Stored records:

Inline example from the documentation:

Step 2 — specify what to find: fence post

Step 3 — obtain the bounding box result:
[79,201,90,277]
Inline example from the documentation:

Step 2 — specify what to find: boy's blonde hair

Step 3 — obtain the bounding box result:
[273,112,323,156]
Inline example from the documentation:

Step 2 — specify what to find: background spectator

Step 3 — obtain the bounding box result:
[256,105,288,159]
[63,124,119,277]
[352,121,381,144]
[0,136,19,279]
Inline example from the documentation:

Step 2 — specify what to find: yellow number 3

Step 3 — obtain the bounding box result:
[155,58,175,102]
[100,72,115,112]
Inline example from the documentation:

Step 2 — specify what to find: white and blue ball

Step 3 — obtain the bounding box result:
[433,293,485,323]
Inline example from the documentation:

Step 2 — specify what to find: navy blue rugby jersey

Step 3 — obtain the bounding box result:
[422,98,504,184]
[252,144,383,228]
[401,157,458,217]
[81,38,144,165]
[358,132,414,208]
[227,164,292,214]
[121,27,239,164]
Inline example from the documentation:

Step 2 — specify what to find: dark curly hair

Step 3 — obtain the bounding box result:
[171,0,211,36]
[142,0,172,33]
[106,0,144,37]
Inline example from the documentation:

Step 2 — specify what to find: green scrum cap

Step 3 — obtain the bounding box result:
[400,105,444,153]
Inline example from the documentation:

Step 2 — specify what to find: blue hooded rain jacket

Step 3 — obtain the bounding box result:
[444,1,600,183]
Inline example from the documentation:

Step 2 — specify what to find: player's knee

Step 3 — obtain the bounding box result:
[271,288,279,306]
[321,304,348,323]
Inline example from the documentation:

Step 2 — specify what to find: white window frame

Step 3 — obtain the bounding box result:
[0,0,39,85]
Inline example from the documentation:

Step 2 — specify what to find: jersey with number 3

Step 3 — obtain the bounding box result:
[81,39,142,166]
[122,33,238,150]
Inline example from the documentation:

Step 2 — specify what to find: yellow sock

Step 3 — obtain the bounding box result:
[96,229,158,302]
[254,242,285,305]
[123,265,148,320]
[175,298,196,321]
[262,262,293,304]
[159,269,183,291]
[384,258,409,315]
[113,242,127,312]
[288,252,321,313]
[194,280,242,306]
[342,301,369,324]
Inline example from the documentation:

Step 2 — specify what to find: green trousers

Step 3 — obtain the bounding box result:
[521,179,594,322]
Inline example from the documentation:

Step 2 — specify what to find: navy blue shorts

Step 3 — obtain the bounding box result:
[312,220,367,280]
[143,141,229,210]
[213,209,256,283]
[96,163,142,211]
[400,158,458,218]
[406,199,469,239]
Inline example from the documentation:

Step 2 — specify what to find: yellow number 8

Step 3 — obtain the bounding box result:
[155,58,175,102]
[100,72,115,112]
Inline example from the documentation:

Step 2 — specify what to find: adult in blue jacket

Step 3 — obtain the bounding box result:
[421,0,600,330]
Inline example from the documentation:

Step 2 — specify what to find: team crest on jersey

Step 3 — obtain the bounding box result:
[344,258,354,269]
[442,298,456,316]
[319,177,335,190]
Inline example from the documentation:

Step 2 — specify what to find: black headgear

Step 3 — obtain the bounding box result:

Requirement: Repeat all the entries exactly as given.

Solution below:
Inline example from the documentation:

Step 2 — specify what to find: fence post

Step 3 — obtain the bounding box result:
[79,201,90,277]
Inline example from the documentation:

Step 2 — specify what to find: boy's blonde hair

Step 3 — obtain the bounding box result:
[273,112,323,156]
Inline example from the documentation:

Step 2 — specify what to find: background spectator

Step 3 — obtain the bounding box result:
[256,105,288,159]
[63,124,119,277]
[352,121,381,144]
[0,136,19,279]
Inline example from the documentation:

Step 2 — specify what to find: yellow number 3

Step 3 — obtain the bounding box result:
[155,58,175,102]
[100,72,115,112]
Inline example from the documentation:

Step 2 — specify what to find: white and blue ball

Step 3 — obtain the bounding box result:
[433,293,485,323]
Inline example from the documentation:

Step 2 — specify what to find: navy blue rugby jersey

Step 3 — obtain the bounding box result:
[422,98,504,184]
[252,144,383,228]
[401,157,458,217]
[81,38,144,165]
[358,132,414,208]
[227,164,292,214]
[121,27,239,164]
Inline example from the documentation:

Step 2 — specify what to find: dark curly hair

Step 3 — obtain the bounding box result:
[171,0,211,36]
[142,0,172,33]
[106,0,144,37]
Inline example from the documentation:

Step 2 — specify what to find: green scrum cap

Step 3 — obtain the bounding box result:
[400,105,444,153]
Inline example from the documentation:

Step 2 — specify what to find: blue hooded rain jacket

Step 3 — obtain the bounding box result:
[444,1,600,183]
Inline example from the documentation:

Step 2 — specify what to find: player's knee

Step 3 — obtain the bounding box result:
[271,288,279,306]
[321,304,348,323]
Inline example from the documentation:

Step 2 — specify what to find: white window frame

Step 3 — obtain the bounding box result:
[0,0,39,85]
Inline example from the documentation:

Step 2 — specify what to find: jersey with number 3

Step 3 — obtain the bounding box result:
[81,39,142,166]
[122,33,238,150]
Inline example from the documentation:

Step 2 — specify what to find: yellow sock

Step 3 — obtain the bounding box result:
[96,229,158,302]
[254,242,285,305]
[123,265,148,320]
[175,298,196,321]
[262,262,293,304]
[159,269,183,291]
[384,258,409,315]
[113,242,127,312]
[288,252,321,313]
[194,280,242,306]
[342,301,369,324]
Inline example from the documentation:

Step 2 — specify what to find: green trousers

Step 3 — obtain the bounding box result:
[521,179,594,322]
Inline example from the documentation:

Step 2 — specify what to find: navy blue shorts

Step 3 — obtain the bounding box result:
[312,220,367,280]
[143,141,229,210]
[213,209,256,283]
[96,163,142,211]
[400,158,458,218]
[406,199,469,239]
Inline example from the documentation:

Step 2 — specify what to find: yellow number 8

Step 3 — obtain the bounding box result:
[155,58,175,102]
[100,72,115,112]
Inline example from the documentation:

Step 2 — specify what to find: adult in blue jacket

Step 3 — obtain the bounding box result:
[421,0,600,330]
Inline example from the documentation:

Step 2 — specify what to find: team crest on jersey

Step 3 — obtain the bounding box result:
[344,258,354,269]
[442,298,456,316]
[319,177,335,190]
Inline example from the documentation:

Step 2 — specify what to find: black headgear

Step 3 — obtain the bounding box result:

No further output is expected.